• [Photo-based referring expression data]
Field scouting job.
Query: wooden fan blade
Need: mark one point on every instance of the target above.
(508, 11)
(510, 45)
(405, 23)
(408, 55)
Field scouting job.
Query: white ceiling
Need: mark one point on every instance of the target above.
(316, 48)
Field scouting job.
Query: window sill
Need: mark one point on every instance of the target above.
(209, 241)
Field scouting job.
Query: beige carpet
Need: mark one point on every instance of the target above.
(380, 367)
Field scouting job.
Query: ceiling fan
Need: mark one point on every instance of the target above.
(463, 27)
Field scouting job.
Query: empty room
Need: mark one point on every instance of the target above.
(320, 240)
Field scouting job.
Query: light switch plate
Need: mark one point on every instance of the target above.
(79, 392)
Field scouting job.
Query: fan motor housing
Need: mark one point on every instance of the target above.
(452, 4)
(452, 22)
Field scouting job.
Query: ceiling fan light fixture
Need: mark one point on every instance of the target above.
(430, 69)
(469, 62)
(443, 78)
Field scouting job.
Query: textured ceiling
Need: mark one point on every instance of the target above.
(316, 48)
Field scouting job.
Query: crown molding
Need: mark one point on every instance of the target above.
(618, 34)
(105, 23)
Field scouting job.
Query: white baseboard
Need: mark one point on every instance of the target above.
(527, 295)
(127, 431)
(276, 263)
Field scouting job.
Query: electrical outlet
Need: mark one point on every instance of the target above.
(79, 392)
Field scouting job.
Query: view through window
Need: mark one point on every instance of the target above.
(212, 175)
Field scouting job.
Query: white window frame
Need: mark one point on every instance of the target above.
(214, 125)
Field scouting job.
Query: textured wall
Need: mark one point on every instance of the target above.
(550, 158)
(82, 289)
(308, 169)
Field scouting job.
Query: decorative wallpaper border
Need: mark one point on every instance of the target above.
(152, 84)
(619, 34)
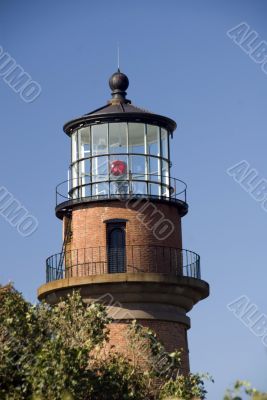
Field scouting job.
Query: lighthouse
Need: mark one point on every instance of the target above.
(121, 211)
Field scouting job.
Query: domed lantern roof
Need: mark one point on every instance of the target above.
(119, 108)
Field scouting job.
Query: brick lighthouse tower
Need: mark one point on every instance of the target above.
(121, 213)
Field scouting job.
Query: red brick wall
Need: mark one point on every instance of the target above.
(143, 228)
(172, 334)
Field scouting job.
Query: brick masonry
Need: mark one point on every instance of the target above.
(171, 334)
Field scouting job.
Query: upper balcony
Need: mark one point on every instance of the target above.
(103, 187)
(132, 259)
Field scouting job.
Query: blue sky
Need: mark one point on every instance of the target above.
(182, 64)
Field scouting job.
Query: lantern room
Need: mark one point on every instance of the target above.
(120, 150)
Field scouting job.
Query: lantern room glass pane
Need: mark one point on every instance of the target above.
(99, 169)
(164, 143)
(136, 138)
(100, 139)
(154, 169)
(137, 166)
(84, 142)
(74, 148)
(154, 189)
(165, 179)
(119, 181)
(153, 146)
(118, 137)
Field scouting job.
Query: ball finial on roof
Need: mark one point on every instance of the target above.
(119, 83)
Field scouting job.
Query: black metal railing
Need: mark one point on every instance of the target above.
(131, 259)
(102, 187)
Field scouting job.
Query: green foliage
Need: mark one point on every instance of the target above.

• [Task statement] In the records above, some lines hold the word "ceiling". Say how many, and nothing more.

• [Response to the task] 4